> Stored data
========================================

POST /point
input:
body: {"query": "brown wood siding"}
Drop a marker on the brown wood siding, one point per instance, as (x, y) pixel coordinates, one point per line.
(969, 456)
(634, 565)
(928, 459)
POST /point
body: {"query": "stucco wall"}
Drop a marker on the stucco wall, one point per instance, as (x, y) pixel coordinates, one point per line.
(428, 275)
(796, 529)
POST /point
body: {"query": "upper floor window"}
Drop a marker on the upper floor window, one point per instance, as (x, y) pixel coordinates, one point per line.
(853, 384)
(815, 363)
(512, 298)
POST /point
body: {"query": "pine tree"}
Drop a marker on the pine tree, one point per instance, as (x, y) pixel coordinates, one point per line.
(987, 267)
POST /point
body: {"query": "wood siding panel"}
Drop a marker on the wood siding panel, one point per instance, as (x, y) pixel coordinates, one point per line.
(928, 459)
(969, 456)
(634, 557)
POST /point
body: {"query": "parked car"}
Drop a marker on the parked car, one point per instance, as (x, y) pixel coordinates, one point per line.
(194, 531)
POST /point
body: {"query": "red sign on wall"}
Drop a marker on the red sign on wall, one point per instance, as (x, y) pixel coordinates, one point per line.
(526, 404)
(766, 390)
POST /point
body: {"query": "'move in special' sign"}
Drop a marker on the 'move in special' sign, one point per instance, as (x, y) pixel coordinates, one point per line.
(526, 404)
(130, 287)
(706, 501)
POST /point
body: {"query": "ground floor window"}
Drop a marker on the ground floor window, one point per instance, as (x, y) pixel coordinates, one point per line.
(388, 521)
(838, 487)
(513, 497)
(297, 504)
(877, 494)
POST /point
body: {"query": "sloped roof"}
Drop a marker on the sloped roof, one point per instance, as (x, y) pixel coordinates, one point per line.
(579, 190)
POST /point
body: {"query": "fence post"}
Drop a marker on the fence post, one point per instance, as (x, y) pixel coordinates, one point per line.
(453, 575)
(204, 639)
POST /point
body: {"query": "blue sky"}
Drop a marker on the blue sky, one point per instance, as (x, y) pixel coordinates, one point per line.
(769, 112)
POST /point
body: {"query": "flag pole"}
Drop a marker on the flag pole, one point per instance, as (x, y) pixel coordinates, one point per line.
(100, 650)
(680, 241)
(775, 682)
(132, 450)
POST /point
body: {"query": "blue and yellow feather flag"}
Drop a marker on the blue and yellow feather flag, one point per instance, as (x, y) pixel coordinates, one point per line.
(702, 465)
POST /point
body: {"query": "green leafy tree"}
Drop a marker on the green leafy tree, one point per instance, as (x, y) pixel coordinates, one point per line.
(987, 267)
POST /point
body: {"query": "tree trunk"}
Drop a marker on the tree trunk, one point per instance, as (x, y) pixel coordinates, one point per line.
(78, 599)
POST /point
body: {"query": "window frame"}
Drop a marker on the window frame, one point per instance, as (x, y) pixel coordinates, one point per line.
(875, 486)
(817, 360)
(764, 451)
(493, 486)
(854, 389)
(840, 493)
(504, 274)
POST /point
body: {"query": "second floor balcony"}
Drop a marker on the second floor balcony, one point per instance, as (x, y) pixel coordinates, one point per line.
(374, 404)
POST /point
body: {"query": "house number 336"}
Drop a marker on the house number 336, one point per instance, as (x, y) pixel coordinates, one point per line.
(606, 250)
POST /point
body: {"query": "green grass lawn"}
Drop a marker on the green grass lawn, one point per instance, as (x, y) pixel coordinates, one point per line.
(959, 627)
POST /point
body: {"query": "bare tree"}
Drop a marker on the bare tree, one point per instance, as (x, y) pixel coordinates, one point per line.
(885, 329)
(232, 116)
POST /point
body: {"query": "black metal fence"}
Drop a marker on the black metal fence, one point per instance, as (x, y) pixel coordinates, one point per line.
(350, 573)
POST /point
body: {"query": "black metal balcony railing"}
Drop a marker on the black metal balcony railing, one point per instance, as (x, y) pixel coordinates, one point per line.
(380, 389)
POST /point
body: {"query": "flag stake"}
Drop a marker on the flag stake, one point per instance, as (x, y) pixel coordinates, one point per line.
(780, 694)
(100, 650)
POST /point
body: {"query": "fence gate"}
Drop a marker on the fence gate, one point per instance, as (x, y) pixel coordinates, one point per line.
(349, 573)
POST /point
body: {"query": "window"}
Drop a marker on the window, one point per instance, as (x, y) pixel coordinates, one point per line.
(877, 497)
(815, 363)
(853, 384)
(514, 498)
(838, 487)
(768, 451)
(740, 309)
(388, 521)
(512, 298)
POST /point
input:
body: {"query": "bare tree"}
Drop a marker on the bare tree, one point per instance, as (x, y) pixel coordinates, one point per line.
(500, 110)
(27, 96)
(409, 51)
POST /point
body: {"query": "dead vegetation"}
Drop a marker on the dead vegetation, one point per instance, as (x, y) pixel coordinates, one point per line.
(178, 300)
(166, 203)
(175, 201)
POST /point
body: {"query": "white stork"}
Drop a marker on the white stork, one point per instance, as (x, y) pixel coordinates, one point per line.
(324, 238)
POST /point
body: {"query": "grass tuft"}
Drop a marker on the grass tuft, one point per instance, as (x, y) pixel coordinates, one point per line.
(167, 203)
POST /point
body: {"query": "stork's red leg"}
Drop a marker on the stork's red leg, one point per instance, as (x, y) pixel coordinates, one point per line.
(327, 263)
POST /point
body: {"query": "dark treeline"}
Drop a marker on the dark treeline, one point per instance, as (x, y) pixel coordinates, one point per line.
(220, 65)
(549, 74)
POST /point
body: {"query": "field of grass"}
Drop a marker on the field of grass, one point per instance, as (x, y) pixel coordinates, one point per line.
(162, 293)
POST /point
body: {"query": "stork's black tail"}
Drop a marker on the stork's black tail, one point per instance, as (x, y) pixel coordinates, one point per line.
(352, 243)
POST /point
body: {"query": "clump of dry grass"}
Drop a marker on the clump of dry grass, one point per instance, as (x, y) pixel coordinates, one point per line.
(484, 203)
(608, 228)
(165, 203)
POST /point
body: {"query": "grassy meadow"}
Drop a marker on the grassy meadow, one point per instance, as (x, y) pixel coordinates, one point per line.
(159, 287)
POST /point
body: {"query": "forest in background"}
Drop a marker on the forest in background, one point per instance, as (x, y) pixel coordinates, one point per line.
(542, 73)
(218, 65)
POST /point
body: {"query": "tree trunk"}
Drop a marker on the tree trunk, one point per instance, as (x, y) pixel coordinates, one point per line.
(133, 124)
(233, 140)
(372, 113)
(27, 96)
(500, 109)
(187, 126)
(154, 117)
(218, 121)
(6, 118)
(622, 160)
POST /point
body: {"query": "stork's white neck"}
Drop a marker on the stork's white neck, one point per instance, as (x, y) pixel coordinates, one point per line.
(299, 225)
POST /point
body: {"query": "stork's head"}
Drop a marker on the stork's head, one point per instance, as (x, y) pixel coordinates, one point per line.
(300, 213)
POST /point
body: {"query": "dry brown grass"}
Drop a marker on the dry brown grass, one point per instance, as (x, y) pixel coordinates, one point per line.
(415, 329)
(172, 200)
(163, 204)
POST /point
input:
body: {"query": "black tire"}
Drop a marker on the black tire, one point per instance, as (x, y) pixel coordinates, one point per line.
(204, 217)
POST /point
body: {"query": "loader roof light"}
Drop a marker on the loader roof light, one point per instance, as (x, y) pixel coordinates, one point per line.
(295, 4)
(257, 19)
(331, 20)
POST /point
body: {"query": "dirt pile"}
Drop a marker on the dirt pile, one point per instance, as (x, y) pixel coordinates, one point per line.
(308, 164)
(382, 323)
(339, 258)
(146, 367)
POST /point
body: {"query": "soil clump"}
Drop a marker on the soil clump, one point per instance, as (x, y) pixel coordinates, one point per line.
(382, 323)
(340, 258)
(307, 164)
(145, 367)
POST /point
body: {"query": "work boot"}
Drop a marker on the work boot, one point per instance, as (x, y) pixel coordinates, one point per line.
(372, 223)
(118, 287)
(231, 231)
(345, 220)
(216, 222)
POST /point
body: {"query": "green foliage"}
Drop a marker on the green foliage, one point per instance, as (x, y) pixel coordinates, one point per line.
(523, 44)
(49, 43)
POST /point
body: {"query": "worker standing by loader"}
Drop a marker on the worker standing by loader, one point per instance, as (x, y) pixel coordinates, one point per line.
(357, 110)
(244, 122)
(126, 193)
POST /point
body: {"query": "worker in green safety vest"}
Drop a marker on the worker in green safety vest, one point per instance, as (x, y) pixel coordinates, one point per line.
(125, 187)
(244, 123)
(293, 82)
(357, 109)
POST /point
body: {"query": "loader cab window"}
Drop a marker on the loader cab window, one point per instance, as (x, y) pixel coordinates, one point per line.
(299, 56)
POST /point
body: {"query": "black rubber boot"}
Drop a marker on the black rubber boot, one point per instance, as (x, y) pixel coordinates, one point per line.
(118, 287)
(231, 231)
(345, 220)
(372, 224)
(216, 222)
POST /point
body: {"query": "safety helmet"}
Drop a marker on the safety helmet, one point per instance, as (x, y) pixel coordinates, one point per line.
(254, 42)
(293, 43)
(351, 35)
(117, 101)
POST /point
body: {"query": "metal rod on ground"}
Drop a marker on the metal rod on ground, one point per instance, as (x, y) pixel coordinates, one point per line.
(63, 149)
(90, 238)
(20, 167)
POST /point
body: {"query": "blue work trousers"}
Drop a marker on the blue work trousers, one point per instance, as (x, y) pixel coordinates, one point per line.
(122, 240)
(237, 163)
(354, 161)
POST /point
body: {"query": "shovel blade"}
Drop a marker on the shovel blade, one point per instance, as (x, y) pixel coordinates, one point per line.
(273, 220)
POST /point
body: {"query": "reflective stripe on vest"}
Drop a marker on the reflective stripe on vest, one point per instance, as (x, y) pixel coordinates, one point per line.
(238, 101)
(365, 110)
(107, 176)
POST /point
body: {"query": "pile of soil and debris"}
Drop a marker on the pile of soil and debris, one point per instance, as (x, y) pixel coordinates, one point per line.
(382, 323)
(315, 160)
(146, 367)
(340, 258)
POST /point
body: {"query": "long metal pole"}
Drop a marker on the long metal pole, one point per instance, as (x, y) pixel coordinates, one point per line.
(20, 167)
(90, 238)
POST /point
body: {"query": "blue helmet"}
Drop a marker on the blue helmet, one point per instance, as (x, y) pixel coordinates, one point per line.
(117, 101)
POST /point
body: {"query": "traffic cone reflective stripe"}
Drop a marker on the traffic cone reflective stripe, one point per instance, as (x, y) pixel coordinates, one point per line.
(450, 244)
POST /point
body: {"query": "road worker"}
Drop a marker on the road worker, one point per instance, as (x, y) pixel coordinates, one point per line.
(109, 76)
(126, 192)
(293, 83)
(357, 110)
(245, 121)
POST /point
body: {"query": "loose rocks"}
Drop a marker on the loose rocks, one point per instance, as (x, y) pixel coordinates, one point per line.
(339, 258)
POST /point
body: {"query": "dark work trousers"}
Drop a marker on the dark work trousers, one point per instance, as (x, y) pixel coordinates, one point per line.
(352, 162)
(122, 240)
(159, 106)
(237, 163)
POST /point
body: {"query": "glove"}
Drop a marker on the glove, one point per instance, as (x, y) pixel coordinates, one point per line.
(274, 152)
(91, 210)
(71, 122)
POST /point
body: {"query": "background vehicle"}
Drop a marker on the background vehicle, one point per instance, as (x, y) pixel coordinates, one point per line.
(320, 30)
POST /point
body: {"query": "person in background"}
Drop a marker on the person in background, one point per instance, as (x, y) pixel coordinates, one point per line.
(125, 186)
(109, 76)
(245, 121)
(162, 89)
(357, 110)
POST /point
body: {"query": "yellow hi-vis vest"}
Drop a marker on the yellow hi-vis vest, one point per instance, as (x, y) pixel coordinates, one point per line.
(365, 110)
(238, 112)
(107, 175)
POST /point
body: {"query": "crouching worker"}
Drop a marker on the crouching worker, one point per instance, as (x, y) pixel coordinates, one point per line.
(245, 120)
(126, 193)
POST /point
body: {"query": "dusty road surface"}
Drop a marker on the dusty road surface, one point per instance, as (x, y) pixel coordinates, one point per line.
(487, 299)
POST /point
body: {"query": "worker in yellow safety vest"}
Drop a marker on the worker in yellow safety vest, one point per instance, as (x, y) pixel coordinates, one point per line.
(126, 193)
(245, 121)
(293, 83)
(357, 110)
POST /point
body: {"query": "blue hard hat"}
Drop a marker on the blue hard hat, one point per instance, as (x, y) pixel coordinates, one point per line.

========================================

From the entries above, copy out every line where the string "hard" appears.

body: {"query": "blue hard hat"}
Drop a marker on the blue hard hat, one point per instance, as (x, y) pixel coordinates, one point per line.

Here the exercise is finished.